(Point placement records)
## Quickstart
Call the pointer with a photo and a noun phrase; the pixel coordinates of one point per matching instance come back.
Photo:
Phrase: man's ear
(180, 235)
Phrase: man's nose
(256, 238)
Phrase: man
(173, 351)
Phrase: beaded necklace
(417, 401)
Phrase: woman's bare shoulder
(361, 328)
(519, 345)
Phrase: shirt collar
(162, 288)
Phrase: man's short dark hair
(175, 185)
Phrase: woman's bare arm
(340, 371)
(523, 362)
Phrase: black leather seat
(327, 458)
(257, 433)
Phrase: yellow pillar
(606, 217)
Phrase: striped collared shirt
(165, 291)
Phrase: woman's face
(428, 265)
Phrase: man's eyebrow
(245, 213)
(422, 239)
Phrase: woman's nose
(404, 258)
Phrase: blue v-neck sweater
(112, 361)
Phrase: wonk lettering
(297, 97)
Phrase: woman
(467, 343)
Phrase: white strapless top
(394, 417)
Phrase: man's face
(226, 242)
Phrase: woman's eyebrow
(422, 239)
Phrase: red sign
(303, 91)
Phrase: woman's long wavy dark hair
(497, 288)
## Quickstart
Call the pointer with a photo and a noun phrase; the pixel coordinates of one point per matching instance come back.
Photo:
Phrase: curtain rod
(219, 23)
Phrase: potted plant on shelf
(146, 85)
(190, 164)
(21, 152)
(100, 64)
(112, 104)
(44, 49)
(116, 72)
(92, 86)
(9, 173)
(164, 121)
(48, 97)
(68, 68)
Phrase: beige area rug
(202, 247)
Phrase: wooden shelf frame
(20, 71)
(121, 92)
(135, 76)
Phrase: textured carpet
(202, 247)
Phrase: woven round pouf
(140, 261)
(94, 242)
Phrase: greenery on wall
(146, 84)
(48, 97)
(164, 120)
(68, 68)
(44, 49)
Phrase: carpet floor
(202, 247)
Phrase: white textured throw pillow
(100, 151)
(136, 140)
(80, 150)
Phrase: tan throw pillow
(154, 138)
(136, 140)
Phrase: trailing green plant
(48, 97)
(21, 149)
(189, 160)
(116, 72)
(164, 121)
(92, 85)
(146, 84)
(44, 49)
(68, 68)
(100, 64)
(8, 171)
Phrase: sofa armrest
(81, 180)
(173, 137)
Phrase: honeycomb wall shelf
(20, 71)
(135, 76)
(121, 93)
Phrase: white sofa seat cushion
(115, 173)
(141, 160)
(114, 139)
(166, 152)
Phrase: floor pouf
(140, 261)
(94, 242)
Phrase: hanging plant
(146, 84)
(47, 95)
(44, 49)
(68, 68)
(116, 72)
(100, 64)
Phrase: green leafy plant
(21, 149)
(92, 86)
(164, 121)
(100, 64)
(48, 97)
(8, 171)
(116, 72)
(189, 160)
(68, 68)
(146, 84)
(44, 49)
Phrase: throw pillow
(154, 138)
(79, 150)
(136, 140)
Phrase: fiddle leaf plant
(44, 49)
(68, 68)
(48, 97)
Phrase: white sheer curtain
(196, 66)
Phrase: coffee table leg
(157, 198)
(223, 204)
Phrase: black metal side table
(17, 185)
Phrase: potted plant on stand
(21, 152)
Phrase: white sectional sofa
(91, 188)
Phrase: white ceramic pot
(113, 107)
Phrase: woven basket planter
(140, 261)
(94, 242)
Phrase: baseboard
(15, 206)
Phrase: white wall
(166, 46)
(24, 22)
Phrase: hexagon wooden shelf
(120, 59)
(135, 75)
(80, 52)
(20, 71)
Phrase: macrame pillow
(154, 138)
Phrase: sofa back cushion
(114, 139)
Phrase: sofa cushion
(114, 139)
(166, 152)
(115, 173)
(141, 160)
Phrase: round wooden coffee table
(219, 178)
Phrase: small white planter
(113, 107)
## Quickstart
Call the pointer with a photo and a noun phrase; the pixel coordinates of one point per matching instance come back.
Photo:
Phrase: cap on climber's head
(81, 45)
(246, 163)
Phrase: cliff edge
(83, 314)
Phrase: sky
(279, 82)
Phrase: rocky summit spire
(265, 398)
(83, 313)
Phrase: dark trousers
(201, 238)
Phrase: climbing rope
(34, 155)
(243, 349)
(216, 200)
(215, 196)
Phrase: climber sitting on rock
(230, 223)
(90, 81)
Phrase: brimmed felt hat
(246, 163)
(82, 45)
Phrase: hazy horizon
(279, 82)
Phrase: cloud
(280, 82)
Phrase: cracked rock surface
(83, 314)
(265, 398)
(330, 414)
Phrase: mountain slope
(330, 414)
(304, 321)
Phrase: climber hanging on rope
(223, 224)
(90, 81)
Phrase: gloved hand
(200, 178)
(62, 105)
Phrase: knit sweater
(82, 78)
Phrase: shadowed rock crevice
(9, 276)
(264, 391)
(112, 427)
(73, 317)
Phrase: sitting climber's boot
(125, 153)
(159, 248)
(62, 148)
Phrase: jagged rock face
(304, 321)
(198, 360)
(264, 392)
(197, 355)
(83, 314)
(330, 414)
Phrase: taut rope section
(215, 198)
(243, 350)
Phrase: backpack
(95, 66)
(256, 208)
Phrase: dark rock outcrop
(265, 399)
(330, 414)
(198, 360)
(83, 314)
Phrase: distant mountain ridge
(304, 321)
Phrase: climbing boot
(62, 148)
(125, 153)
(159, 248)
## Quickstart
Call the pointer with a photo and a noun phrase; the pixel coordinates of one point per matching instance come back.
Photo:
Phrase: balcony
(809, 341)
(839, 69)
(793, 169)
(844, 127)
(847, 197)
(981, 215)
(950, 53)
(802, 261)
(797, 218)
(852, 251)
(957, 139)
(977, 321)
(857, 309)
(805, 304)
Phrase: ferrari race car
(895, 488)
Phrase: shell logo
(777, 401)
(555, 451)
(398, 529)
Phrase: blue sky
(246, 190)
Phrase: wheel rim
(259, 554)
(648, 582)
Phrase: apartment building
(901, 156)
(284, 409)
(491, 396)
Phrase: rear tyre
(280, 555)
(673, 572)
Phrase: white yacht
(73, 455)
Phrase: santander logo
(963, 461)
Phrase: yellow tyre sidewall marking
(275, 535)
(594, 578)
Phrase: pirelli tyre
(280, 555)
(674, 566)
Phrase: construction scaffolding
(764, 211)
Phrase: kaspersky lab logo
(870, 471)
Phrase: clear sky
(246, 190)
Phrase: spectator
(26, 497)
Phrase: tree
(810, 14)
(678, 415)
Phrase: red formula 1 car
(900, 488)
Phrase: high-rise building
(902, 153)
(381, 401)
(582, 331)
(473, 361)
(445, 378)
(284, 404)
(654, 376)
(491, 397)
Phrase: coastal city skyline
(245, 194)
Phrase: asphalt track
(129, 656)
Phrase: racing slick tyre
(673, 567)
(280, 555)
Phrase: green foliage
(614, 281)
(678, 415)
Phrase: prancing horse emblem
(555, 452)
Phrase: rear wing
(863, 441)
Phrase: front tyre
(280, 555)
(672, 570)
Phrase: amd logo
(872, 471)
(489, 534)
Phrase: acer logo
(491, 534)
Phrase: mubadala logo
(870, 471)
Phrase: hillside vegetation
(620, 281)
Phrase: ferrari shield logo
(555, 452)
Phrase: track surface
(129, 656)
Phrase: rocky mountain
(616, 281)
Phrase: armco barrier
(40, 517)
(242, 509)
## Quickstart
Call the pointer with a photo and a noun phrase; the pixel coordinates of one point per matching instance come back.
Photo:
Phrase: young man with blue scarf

> **Work to be completed**: Repeat each record in full; every line must match exactly.

> **Exercise result**:
## Quickstart
Call the pointer with a photo and a noun phrase; the pixel coordinates of one point per matching instance come back.
Photo:
Phrase: man's ear
(180, 235)
Phrase: man's nose
(256, 238)
Phrase: man
(173, 351)
Phrase: beaded necklace
(417, 401)
Phrase: woman's bare shoulder
(361, 328)
(519, 345)
Phrase: shirt collar
(162, 288)
Phrase: man's short dark hair
(175, 185)
Phrase: woman's bare arm
(340, 371)
(523, 362)
Phrase: black leather seat
(327, 458)
(257, 433)
Phrase: yellow pillar
(606, 217)
Phrase: striped collared shirt
(165, 291)
Phrase: woman's face
(428, 265)
Phrase: man's eyebrow
(245, 213)
(422, 239)
Phrase: woman's nose
(404, 258)
Phrase: blue v-neck sweater
(112, 361)
Phrase: wonk lettering
(297, 97)
Phrase: woman
(467, 343)
Phrase: white strapless top
(394, 417)
Phrase: man's face
(226, 242)
Phrase: woman's eyebrow
(422, 239)
Phrase: red sign
(303, 91)
Phrase: woman's long wavy dark hair
(497, 288)
## Quickstart
Call the pointer with a photo and a noun phrase; the pixel coordinates of one point per matching instance come back.
Photo:
Phrase: curtain rod
(219, 23)
Phrase: potted plant on shelf
(146, 85)
(190, 164)
(21, 152)
(100, 64)
(112, 104)
(44, 49)
(116, 72)
(92, 86)
(9, 173)
(164, 121)
(48, 97)
(68, 68)
Phrase: beige area rug
(202, 247)
Phrase: wooden shelf frame
(20, 71)
(121, 92)
(135, 76)
Phrase: textured carpet
(202, 247)
Phrase: woven round pouf
(140, 261)
(94, 242)
Phrase: greenery on wall
(146, 84)
(48, 97)
(164, 120)
(68, 68)
(44, 49)
Phrase: carpet floor
(202, 247)
Phrase: white textured throw pillow
(100, 151)
(136, 140)
(80, 150)
Phrase: tan throw pillow
(154, 138)
(136, 140)
Phrase: trailing green plant
(48, 97)
(21, 149)
(189, 160)
(116, 72)
(164, 121)
(92, 85)
(146, 84)
(44, 49)
(68, 68)
(100, 64)
(8, 171)
Phrase: sofa armrest
(81, 180)
(173, 137)
Phrase: honeycomb wall shelf
(20, 71)
(135, 76)
(121, 93)
Phrase: white sofa seat cushion
(115, 173)
(141, 160)
(114, 139)
(166, 152)
Phrase: floor pouf
(140, 261)
(94, 242)
Phrase: hanging plant
(146, 84)
(47, 95)
(44, 49)
(68, 68)
(116, 72)
(100, 64)
Phrase: green leafy plant
(21, 149)
(92, 86)
(164, 121)
(100, 64)
(48, 97)
(8, 171)
(116, 72)
(189, 160)
(68, 68)
(146, 84)
(44, 49)
Phrase: throw pillow
(154, 138)
(79, 150)
(136, 140)
Phrase: fiddle leaf plant
(44, 49)
(68, 68)
(48, 97)
Phrase: white sheer curtain
(196, 66)
Phrase: coffee table leg
(157, 198)
(223, 204)
Phrase: black metal side table
(17, 185)
Phrase: potted plant on stand
(21, 152)
Phrase: white sectional sofa
(91, 188)
Phrase: white ceramic pot
(113, 107)
Phrase: woven basket planter
(140, 261)
(94, 242)
Phrase: baseboard
(15, 206)
Phrase: white wall
(166, 46)
(24, 22)
Phrase: hexagon wooden shelf
(120, 59)
(135, 75)
(80, 52)
(20, 71)
Phrase: macrame pillow
(154, 138)
Phrase: sofa back cushion
(114, 139)
Phrase: sofa cushion
(114, 139)
(166, 152)
(115, 173)
(141, 160)
Phrase: round wooden coffee table
(219, 178)
Phrase: small white planter
(113, 107)
## Quickstart
Call the pointer with a photo and a noun phrase; the pixel coordinates of one point per matching instance come back.
Photo:
Phrase: cap on climber's head
(81, 45)
(246, 163)
Phrase: cliff edge
(83, 314)
Phrase: sky
(279, 82)
Phrase: rocky summit spire
(265, 398)
(83, 313)
Phrase: dark trousers
(201, 238)
Phrase: climbing rope
(34, 155)
(243, 349)
(216, 200)
(215, 196)
Phrase: climber sitting on rock
(230, 223)
(90, 81)
Phrase: brimmed felt hat
(246, 163)
(82, 45)
Phrase: hazy horizon
(279, 82)
Phrase: cloud
(280, 82)
Phrase: cracked rock surface
(83, 314)
(265, 398)
(330, 414)
Phrase: mountain slope
(330, 414)
(304, 321)
Phrase: climber hanging on rope
(223, 224)
(90, 81)
Phrase: gloved hand
(200, 178)
(62, 105)
Phrase: knit sweater
(82, 78)
Phrase: shadowed rock crevice
(9, 276)
(264, 391)
(112, 427)
(73, 317)
Phrase: sitting climber's boot
(125, 153)
(159, 248)
(62, 148)
Phrase: jagged rock face
(304, 321)
(198, 360)
(264, 392)
(197, 355)
(83, 314)
(330, 414)
Phrase: taut rope section
(215, 198)
(243, 350)
Phrase: backpack
(95, 66)
(256, 208)
Phrase: dark rock outcrop
(265, 399)
(330, 414)
(198, 360)
(83, 314)
Phrase: distant mountain ridge
(304, 321)
Phrase: climbing boot
(62, 148)
(125, 153)
(159, 248)
## Quickstart
Call the pointer with a photo and a noun phrase; the pixel coordinates of one point per matching instance come back.
Photo:
Phrase: balcony
(809, 341)
(839, 69)
(793, 169)
(844, 127)
(847, 197)
(981, 215)
(950, 53)
(802, 261)
(797, 218)
(852, 251)
(957, 139)
(977, 321)
(857, 309)
(805, 304)
Phrase: ferrari race car
(895, 488)
Phrase: shell logo
(777, 401)
(555, 451)
(398, 529)
Phrase: blue sky
(246, 190)
Phrase: wheel rim
(259, 554)
(648, 582)
Phrase: apartment building
(901, 156)
(284, 409)
(491, 396)
Phrase: rear tyre
(280, 555)
(673, 572)
Phrase: white yacht
(73, 455)
Phrase: santander logo
(963, 461)
Phrase: yellow tyre sidewall marking
(275, 535)
(594, 578)
Phrase: pirelli tyre
(280, 555)
(674, 566)
Phrase: construction scaffolding
(764, 211)
Phrase: kaspersky lab logo
(870, 471)
Phrase: clear sky
(246, 190)
Phrase: spectator
(26, 497)
Phrase: tree
(810, 14)
(678, 415)
Phrase: red formula 1 car
(900, 488)
Phrase: high-rise building
(902, 153)
(381, 401)
(582, 331)
(473, 361)
(445, 378)
(284, 404)
(654, 376)
(491, 397)
Phrase: coastal city skyline
(245, 194)
Phrase: asphalt track
(129, 656)
Phrase: racing slick tyre
(673, 567)
(280, 555)
Phrase: green foliage
(614, 281)
(678, 415)
Phrase: prancing horse emblem
(555, 452)
Phrase: rear wing
(863, 441)
Phrase: front tyre
(280, 555)
(672, 570)
Phrase: amd logo
(872, 471)
(489, 534)
Phrase: acer logo
(491, 534)
Phrase: mubadala logo
(870, 471)
Phrase: hillside vegetation
(620, 281)
Phrase: ferrari shield logo
(555, 452)
Phrase: track surface
(129, 656)
Phrase: rocky mountain
(616, 281)
Phrase: armco barrier
(40, 517)
(242, 509)
## Quickstart
Call the pointer with a photo and a noun phrase; the pixel coordinates of one point per matching instance come back.
Photo:
Phrase: young man with blue scarf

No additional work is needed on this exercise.